“Mãos Limpas”: Ex-secretária da SIMS e mais seis são acusados de fraude em licitação e peculato

Publicado em 02/09/2014 16:06:42. Atualizado em 18/04/2024 19:36:18.

O Ministério Público do Amapá (MP-AP) ingressou, nesta terça-feira (02/09), com uma Ação Penal Pública junto ao Tribunal de Justiça do Estado (TJAP) contra a ex-secretária de inclusão e mobilização social do Amapá e mais seis pessoas, acusadas de peculato, fraude e dispensa ilegal de licitação. Pelos mesmos fatos responderão, ainda, por atos de improbidade administrativa. As investigações resultam da vasta documentação apreendida pela Polícia Federal durante a operação “Mãos Limpas”.

Segundo os documentos contidos no Inquérito Policial nº 681, do Superior Tribunal de Justiça (STJ), os acusados realizaram, de forma fraudulenta, licitação para a contratação de empresa especializada na prestação de serviços voltados ao fortalecimento da sociedade civil organizada, através de capacitação de entidades na Política Nacional de Assistência Social, associativismo, procedimentos administrativos, gerenciais e cooperativismo.

A denúncia revela que a licitação, desde o início, veio contaminada pela fraude. A estimativa de preço prévia à licitação foi realizada com três empresas sediadas fora do Estado do Amapá, sendo uma, em São Paulo/SP, uma em Brasília/DF e uma terceira, em Fortaleza/CE.

_DADOS PARA PROCESSAR_.
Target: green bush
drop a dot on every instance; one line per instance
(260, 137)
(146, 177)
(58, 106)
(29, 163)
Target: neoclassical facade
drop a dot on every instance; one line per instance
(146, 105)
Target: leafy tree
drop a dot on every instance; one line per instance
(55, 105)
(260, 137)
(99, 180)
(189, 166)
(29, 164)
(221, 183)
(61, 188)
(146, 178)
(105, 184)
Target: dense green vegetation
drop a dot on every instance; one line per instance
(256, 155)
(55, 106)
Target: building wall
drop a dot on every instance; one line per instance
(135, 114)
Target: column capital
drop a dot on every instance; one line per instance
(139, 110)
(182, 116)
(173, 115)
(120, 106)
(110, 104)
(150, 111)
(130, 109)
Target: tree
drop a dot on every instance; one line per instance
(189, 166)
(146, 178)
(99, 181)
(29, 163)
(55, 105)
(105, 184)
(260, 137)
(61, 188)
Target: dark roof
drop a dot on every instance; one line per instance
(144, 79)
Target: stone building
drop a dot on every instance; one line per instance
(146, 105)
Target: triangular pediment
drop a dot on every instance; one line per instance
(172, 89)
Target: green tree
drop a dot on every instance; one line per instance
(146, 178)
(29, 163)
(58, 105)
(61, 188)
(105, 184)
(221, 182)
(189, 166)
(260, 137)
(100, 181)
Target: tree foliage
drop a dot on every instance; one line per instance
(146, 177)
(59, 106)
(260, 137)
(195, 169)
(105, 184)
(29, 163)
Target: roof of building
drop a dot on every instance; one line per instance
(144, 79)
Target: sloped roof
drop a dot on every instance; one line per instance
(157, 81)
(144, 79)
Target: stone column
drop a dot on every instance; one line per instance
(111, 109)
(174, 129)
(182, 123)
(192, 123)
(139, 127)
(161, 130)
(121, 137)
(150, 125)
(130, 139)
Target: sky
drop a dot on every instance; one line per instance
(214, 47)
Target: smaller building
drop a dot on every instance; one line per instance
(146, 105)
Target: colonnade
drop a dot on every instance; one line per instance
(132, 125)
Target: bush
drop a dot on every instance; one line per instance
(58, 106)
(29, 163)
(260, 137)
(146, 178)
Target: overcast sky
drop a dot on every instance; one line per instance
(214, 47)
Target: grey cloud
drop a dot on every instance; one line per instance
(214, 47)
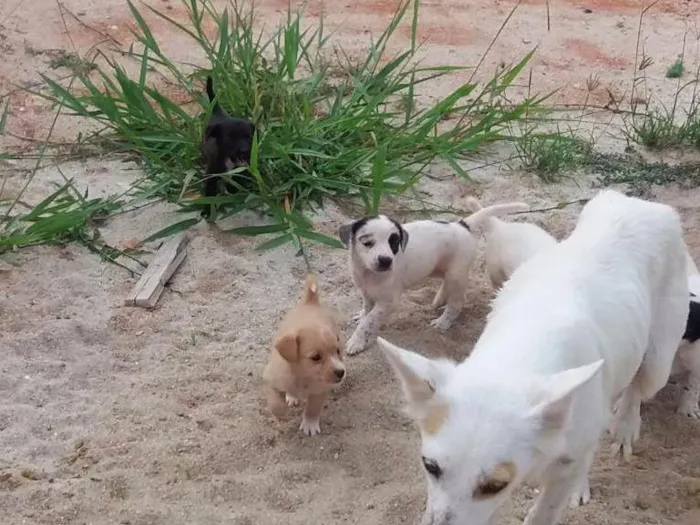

_EXERCÍCIOS PROPOSTOS_.
**a)** Responda às perguntas abaixo com base na notícia, uma resposta por linha:
(i) Em que dia o Ministério Público do Amapá ingressou com a Ação Penal Pública?
(ii) Qual é o número do inquérito policial do STJ mencionado na notícia?
(iii) Em quais cidades estavam sediadas as três empresas consultadas na estimativa de preço prévia à licitação?
**b)** Apresente em forma de tabela Markdown, com as colunas Nº e Linha, as linhas das entradas que vão da que contém "Target: smaller building" até o fim das entradas, ambas as extremidades incluídas. Deixe as imagens fora da resposta.

_RESPOSTAS DAS TAREFAS_.
**a)**
(i) Na terça-feira, 02/09.
(ii) Inquérito Policial nº 681.
(iii) São Paulo/SP, Brasília/DF e Fortaleza/CE.

**b)**
| Nº | Linha |
|---|---|
| 1 | Target: smaller building |
| 2 | drop a dot on every instance; one line per instance |
| 3 | (146, 105) |
| 4 | Target: colonnade |
| 5 | drop a dot on every instance; one line per instance |
| 6 | (132, 125) |
| 7 | Target: bush |
| 8 | drop a dot on every instance; one line per instance |
| 9 | (58, 106) |
| 10 | (29, 163) |
| 11 | (260, 137) |
| 12 | (146, 178) |
| 13 | Target: overcast sky |
| 14 | drop a dot on every instance; one line per instance |
| 15 | (214, 47) |
| 16 | Target: grey cloud |
| 17 | drop a dot on every instance; one line per instance |
| 18 | (214, 47) |